- _Assigned task_
Please output the section of the listing below that opens with the line containing "Pick out every instance of the dark" and closes with the line containing "Target: red and blue banner", exactly and with nothing else.
*** Opening Input ***
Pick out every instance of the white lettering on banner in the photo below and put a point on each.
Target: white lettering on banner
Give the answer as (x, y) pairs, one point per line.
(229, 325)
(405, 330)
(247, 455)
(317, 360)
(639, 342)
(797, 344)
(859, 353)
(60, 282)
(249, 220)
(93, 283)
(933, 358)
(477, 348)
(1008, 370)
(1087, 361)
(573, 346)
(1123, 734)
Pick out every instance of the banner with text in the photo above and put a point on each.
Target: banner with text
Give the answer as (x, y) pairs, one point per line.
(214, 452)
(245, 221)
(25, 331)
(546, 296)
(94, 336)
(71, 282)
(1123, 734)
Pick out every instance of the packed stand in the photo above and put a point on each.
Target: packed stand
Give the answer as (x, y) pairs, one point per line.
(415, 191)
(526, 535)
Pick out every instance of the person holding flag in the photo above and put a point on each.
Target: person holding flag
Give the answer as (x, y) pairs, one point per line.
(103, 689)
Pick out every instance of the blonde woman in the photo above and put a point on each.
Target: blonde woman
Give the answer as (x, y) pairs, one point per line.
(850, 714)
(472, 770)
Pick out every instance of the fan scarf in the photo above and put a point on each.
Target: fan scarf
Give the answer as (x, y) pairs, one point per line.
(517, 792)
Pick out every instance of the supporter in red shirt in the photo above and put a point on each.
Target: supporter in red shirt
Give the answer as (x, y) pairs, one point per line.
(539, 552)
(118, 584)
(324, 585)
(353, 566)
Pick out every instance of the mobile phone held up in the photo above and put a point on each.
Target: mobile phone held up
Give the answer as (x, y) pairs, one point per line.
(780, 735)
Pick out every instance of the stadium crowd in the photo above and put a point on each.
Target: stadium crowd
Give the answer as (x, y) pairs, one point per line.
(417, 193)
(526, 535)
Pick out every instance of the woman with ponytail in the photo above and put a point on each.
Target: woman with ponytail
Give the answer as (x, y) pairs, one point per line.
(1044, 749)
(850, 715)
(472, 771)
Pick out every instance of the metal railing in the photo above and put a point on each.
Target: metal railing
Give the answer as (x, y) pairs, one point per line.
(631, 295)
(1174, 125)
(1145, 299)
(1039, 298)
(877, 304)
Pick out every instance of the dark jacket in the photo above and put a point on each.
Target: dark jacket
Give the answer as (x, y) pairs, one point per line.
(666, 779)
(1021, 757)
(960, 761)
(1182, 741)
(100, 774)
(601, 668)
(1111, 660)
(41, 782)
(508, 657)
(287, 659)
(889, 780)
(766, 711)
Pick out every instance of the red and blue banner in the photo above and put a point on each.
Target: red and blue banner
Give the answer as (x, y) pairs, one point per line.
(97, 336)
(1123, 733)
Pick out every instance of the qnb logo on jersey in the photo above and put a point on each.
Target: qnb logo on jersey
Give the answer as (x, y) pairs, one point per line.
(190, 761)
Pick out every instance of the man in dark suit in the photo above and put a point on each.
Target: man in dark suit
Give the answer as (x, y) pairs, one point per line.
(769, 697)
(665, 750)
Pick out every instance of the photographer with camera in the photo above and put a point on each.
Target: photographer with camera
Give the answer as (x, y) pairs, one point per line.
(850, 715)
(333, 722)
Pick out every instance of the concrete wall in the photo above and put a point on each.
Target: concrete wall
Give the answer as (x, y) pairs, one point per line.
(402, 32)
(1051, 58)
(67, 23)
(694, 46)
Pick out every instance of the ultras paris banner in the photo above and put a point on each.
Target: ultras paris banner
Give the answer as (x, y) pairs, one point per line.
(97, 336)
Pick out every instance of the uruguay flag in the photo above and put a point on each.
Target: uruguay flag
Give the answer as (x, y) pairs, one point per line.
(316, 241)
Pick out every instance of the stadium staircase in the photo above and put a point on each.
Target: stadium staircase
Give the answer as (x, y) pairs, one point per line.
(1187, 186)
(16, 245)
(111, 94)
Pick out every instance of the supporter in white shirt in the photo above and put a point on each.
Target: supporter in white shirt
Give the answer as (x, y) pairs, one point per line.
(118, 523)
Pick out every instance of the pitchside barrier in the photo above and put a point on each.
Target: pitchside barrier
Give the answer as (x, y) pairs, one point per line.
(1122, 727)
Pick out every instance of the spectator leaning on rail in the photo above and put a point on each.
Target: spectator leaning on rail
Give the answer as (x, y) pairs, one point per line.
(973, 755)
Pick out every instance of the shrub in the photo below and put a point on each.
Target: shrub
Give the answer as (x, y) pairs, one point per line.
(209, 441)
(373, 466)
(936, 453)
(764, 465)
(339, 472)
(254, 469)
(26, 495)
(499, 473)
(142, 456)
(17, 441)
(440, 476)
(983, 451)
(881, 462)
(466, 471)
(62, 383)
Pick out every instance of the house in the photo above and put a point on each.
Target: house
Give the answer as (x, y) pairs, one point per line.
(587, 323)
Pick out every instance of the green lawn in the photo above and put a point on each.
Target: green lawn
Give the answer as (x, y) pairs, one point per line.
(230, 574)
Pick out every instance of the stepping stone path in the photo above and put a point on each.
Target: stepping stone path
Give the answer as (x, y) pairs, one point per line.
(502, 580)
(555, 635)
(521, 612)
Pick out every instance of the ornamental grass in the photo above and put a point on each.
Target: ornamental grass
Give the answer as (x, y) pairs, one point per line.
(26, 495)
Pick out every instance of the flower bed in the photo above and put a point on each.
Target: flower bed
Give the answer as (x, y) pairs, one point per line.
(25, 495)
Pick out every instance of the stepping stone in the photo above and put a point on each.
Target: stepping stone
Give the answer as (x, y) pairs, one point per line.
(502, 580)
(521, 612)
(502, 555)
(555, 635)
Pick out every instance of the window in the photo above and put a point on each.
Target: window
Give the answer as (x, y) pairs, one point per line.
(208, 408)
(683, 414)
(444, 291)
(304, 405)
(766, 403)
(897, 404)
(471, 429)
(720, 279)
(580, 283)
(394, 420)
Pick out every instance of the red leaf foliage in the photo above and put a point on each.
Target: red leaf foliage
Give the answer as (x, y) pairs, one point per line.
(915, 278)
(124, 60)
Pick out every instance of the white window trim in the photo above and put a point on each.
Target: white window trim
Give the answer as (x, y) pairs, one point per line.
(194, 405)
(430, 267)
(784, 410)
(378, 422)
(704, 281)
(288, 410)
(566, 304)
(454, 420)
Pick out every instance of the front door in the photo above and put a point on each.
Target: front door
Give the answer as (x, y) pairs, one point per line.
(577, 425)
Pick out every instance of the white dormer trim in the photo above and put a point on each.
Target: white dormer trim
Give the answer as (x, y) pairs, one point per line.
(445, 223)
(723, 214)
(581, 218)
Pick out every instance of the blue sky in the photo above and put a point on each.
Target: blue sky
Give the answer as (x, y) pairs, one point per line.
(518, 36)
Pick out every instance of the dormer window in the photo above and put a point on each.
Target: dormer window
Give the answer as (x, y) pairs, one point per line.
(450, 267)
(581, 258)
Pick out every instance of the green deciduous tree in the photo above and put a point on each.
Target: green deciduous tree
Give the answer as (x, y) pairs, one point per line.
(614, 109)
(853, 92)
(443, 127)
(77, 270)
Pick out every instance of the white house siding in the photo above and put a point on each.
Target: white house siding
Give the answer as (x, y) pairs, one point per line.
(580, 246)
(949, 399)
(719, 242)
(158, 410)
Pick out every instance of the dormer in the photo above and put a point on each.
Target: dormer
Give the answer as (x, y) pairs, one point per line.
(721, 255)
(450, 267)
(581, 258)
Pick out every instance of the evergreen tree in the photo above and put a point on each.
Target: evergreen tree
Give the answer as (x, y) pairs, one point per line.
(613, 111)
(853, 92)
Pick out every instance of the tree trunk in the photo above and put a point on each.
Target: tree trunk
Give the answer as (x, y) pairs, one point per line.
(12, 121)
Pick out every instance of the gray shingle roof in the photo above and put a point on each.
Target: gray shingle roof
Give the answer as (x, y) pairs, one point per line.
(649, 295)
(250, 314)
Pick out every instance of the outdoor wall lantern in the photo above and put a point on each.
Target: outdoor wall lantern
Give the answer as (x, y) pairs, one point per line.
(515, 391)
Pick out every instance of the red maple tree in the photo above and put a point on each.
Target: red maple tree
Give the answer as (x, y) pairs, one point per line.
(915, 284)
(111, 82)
*** Closing Input ***
- _Solution to this exercise_
Pick out every instance of the dark jacket in the photo above and put a point on each.
Target: dark jacket
Give the answer as (x, y) pairs, one point per line.
(666, 779)
(1021, 757)
(960, 761)
(1182, 741)
(100, 774)
(601, 668)
(1111, 660)
(41, 782)
(508, 657)
(287, 659)
(889, 780)
(766, 711)
Pick out every instance of the red and blue banner in the photo above and put a point on each.
Target: red and blue banner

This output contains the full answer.